Given data:
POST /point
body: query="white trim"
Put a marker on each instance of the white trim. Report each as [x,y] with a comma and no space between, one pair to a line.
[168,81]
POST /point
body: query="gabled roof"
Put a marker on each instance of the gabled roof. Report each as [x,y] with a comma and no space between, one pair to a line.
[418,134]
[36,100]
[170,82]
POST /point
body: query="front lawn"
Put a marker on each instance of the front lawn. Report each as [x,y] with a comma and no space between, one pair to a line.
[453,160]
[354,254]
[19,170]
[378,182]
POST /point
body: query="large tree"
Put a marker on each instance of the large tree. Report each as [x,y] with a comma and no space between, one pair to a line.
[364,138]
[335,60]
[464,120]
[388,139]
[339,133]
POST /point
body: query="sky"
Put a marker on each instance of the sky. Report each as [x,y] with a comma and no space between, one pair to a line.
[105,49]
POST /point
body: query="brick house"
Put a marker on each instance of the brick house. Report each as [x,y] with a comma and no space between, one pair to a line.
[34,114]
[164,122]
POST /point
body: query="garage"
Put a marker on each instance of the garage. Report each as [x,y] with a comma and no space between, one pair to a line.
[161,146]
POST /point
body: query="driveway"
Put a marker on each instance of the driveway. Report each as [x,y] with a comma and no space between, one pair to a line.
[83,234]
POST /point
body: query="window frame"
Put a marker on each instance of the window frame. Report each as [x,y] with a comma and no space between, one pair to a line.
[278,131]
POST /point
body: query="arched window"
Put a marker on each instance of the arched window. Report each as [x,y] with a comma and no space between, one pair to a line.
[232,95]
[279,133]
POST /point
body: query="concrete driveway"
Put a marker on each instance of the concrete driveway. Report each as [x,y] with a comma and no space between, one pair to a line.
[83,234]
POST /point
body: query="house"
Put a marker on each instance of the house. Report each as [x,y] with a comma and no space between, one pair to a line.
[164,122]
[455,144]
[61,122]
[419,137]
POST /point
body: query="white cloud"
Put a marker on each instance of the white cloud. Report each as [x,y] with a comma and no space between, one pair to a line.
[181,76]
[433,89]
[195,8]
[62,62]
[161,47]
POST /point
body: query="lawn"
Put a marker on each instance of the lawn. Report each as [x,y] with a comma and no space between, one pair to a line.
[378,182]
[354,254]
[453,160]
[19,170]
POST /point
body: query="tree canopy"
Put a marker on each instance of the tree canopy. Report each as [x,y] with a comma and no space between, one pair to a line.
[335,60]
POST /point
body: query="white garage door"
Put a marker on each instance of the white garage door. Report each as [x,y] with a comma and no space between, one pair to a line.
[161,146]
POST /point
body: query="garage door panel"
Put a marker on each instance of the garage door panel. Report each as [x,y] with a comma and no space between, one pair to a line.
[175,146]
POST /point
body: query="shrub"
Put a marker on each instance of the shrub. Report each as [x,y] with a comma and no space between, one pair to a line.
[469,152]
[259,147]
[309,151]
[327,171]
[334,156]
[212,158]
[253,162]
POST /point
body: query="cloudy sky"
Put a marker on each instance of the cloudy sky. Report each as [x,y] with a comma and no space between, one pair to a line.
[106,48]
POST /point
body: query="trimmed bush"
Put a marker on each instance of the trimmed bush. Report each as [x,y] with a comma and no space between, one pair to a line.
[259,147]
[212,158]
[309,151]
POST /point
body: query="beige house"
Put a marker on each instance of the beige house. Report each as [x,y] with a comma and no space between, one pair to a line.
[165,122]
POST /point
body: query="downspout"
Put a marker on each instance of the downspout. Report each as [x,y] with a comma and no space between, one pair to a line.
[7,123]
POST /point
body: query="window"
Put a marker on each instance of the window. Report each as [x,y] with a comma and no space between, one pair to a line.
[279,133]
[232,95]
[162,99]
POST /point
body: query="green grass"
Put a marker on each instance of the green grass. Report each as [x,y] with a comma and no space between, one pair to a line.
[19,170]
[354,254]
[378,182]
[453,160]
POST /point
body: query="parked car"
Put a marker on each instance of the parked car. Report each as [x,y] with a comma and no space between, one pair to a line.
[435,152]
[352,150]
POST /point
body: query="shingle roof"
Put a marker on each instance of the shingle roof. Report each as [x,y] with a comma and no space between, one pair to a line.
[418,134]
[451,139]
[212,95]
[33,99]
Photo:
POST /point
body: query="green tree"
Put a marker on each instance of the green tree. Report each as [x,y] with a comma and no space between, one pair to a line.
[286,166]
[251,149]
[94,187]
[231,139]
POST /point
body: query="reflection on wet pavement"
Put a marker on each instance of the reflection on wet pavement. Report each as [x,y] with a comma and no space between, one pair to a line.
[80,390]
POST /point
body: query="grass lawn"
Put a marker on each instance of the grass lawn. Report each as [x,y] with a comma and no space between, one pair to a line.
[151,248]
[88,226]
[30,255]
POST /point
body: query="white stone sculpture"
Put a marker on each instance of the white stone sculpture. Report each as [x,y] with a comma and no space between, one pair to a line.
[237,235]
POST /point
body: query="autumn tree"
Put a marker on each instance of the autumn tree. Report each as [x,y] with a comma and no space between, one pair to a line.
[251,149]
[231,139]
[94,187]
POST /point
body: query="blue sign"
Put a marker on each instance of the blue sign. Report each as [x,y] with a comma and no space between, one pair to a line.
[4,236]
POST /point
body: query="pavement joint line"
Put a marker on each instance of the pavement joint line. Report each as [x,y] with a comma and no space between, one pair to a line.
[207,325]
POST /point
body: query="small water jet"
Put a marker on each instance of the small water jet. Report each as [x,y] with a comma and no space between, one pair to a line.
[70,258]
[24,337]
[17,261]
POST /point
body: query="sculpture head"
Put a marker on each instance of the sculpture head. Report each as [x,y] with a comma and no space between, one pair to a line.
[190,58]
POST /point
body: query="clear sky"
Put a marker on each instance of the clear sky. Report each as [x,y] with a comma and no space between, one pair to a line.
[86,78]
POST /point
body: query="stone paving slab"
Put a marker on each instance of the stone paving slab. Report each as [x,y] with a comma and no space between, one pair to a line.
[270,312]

Your objective: Every entry is to be restated exactly, with no line dropped.

Expected answer:
POST /point
body: query="white trim"
Put a marker on each instance of the white trim. Report each as [x,y] with a comma and no space between, one pair to a line.
[168,81]
POST /point
body: query="gabled roof"
Put a marker on each instance of the gabled roof. Report each as [x,y] with a comma and no space between, one pair to a line.
[418,134]
[36,100]
[170,82]
POST /point
body: query="front lawn"
Put a marker on each instance of the front lawn. Report each as [x,y] with a comma and no space between, one pair to a line.
[453,160]
[354,254]
[19,170]
[378,182]
POST /point
body: query="large tree"
Put a marker on each instance of the large tree. Report each as [x,y] with a comma and no space between, one pair to a line.
[364,138]
[335,60]
[464,120]
[388,139]
[339,133]
POST /point
body: query="sky"
Put a marker on each instance of the sky. Report each as [x,y] with a comma and no space between, one pair to a line.
[105,49]
POST /point
body: query="brick house"
Put a marker on each instance of the brick house. Report each as [x,y] with a comma and no space between, one pair to a line.
[34,114]
[164,122]
POST /point
body: query="garage"
Put a marker on each instance of the garage. Report each as [x,y] with a comma and no space between, one pair to a line.
[161,146]
POST /point
body: query="driveway"
Put a marker on each instance of the driveway. Report each as [x,y] with a comma and no space between, one pair to a line.
[83,234]
POST /point
body: query="window frame"
Put a marker on each instance of the window frame. Report each as [x,y] with a comma and no space between, one pair to a line.
[278,131]
POST /point
body: query="arched window"
Put a marker on each instance of the arched window. Report each as [x,y] with a comma and no space between, one pair to a line.
[232,95]
[279,133]
POST /point
body: query="concrete driveway"
Put a marker on each instance of the concrete driveway. Report each as [x,y] with a comma and no space between, one pair to a line.
[83,234]
POST /point
body: query="house"
Put a marker on each instance of the house. Report each as [x,y] with a comma and no space between, one pair to a line.
[164,122]
[455,144]
[61,122]
[419,137]
POST /point
body: query="white cloud"
Put a marker on each instance of the white cloud. Report each as [x,y] with a comma and no space between, one pair to a line.
[181,76]
[433,89]
[195,8]
[62,62]
[161,47]
POST /point
body: query="lawn"
Put a marker on each instance of the lawn. Report each as [x,y] with a comma and no space between, one pair to a line.
[378,182]
[354,254]
[453,160]
[19,170]
POST /point
body: query="tree canopy"
Put a marker on each instance of the tree canopy. Report each as [x,y] with a comma and no space between, one pair to a line.
[335,60]
POST /point
body: query="white garage door"
Put a marker on each instance of the white garage door. Report each as [x,y] with a comma and no space between, one pair to a line.
[161,146]
POST /point
body: query="garage door panel"
Put a marker on each instance of the garage door panel. Report each as [x,y] with a comma and no space between, one pair to a line.
[175,146]
POST /point
body: query="shrub"
Put a marker on each instance of the shrub. Report each as [x,y] with a comma and no space between, one pair to a line.
[469,152]
[259,147]
[309,151]
[327,171]
[334,156]
[212,158]
[253,162]
POST /point
body: query="cloudy sky"
Put a marker on each instance of the cloudy sky. Report each as [x,y] with a comma and no space between, one pair to a line.
[106,48]
POST /point
body: query="trimmed bush"
Put a marker on each instance of the trimmed bush. Report each as [x,y] with a comma and no space between, one pair to a line.
[259,147]
[212,158]
[309,151]
POST /point
body: query="beige house"
Put a marker on each instance of the beige house. Report each as [x,y] with a comma and no space between, one pair to a line.
[165,122]
POST /point
body: query="downspout"
Put a marker on each instance of the downspout. Report each as [x,y] with a comma and no space between, one pair to a line.
[7,123]
POST /point
body: query="window"
Put a marker on each instance of the window. Report each as [x,y] with a comma and no space between, one pair to a line.
[279,133]
[232,95]
[162,99]
POST /point
body: query="green grass"
Put a marker on each instance of the green grass. Report each as [x,y] with a comma and no space between, one pair to a line.
[19,170]
[354,254]
[378,182]
[453,160]
POST /point
body: query="parked car"
Put a marker on each instance of the parked car. Report each as [x,y] with a comma and no space between, one pair to a line.
[435,152]
[352,150]
POST /point
body: query="shingle roof"
Put a marker on each instance of the shingle roof. Report each as [x,y] with a comma and no space between, one pair to a line.
[418,134]
[451,139]
[212,95]
[33,99]
Photo:
POST /point
body: query="green tree"
Put a marker on each instance of the green tree. Report each as [x,y] with a comma and no space between, one pair to a line.
[286,166]
[251,149]
[94,187]
[231,139]
POST /point
body: query="reflection on wet pavement"
Put a marker on each instance of the reflection on wet pavement. Report each as [x,y] with a comma and no space between, one pair to a line.
[80,390]
POST /point
body: query="grass lawn"
Put a marker on each instance of the grass lawn. Report each as [x,y] with a comma and no space between, one pair to a line.
[151,248]
[88,226]
[30,255]
POST /point
body: query="white stone sculpture"
Put a marker on each instance of the white stone sculpture. Report each as [x,y] with a comma and no space between, one pair to a line.
[237,235]
POST /point
body: query="autumn tree"
Put a marker on each instance of the autumn tree. Report each as [x,y] with a comma and no space between, one pair to a line.
[251,149]
[231,139]
[94,187]
POST /point
body: query="blue sign"
Put a marker on each instance of the blue sign. Report each as [x,y] with a comma and no space between, one pair to a line.
[4,236]
POST /point
body: query="pavement joint line"
Put a marker on each instance of the pavement joint line. Report each as [x,y] with a comma and no space between, one pair to a line.
[207,325]
POST /point
body: query="small water jet"
Put a marker on each instance of the small water jet. Report each as [x,y] with a comma and no space between, one pair to a line.
[70,258]
[24,337]
[17,261]
POST /point
body: query="sculpture head"
Put a marker on each instance of the sculpture head. Report each as [x,y] with a comma and no space between, one pair to a line.
[190,58]
POST /point
body: query="clear sky"
Put a marker on each instance of the clear sky. Report each as [x,y] with a comma and no space between, one pair to a line.
[86,78]
POST /point
body: query="stone paving slab"
Put a marker on each instance of the stone paving slab. Report each as [x,y] with a comma and no space between, one pair to a line.
[270,312]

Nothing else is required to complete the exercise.